→ **Data entries**:

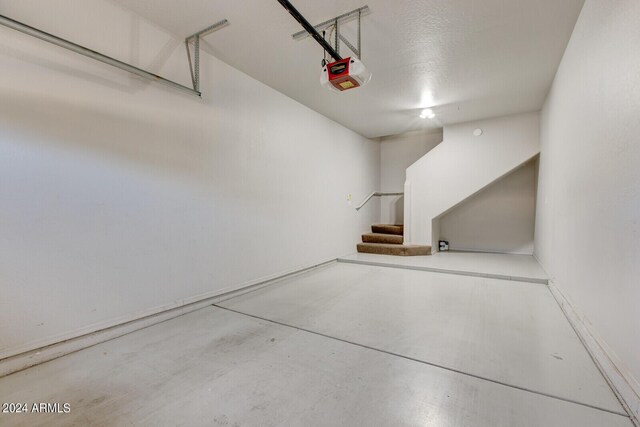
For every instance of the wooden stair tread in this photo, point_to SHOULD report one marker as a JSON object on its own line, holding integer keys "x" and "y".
{"x": 394, "y": 249}
{"x": 393, "y": 239}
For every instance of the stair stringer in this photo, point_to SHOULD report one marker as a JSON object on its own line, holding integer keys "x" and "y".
{"x": 461, "y": 166}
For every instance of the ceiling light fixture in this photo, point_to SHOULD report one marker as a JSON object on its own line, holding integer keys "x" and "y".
{"x": 427, "y": 114}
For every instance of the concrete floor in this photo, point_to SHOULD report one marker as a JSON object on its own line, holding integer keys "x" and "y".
{"x": 344, "y": 345}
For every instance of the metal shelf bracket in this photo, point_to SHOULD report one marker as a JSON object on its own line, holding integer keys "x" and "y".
{"x": 194, "y": 60}
{"x": 74, "y": 47}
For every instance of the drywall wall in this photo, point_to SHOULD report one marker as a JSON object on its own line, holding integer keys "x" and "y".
{"x": 462, "y": 165}
{"x": 588, "y": 213}
{"x": 500, "y": 218}
{"x": 397, "y": 153}
{"x": 120, "y": 197}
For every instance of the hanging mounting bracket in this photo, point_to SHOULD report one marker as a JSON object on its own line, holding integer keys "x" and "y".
{"x": 337, "y": 23}
{"x": 194, "y": 62}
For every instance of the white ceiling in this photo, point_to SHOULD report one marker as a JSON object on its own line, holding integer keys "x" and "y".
{"x": 468, "y": 59}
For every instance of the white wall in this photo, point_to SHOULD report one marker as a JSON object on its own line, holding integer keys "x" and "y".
{"x": 500, "y": 218}
{"x": 397, "y": 153}
{"x": 461, "y": 166}
{"x": 121, "y": 197}
{"x": 588, "y": 214}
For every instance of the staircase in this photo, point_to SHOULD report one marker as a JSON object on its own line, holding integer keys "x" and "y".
{"x": 386, "y": 239}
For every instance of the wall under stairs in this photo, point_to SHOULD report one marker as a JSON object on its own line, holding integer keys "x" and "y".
{"x": 461, "y": 166}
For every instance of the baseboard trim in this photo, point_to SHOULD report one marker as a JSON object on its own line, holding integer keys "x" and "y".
{"x": 621, "y": 382}
{"x": 116, "y": 328}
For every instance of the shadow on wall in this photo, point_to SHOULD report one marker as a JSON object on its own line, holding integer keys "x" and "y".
{"x": 499, "y": 218}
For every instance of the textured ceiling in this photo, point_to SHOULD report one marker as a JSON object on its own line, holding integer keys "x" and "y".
{"x": 467, "y": 59}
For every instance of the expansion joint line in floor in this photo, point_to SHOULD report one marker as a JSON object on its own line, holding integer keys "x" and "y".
{"x": 390, "y": 353}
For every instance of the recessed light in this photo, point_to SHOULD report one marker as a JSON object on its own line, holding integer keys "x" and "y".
{"x": 427, "y": 114}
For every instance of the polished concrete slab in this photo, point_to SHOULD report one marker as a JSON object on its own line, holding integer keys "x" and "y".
{"x": 216, "y": 367}
{"x": 508, "y": 332}
{"x": 500, "y": 266}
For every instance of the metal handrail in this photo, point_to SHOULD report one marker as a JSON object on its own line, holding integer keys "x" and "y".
{"x": 376, "y": 194}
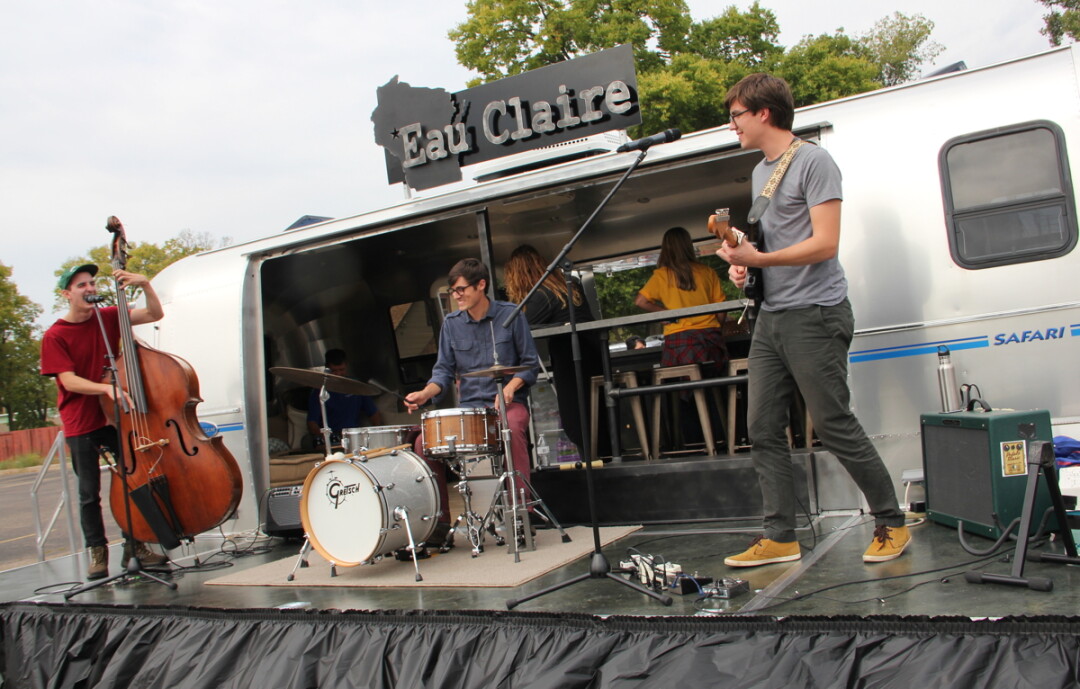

→ **Goal of the exercise**: Show each line of the data above that contains the string "floor". Case counts.

→ **Finished task**:
For every instance of the concrete floor in this photo, point_to SHOULD report one marker as a JSON object on its own line, holding integer keys "x" and "y".
For every instance of the expansion joint line in floor in this photo, point_to SHOULD report one marker as a JSON object on its own line, holding integer keys "x" and "y".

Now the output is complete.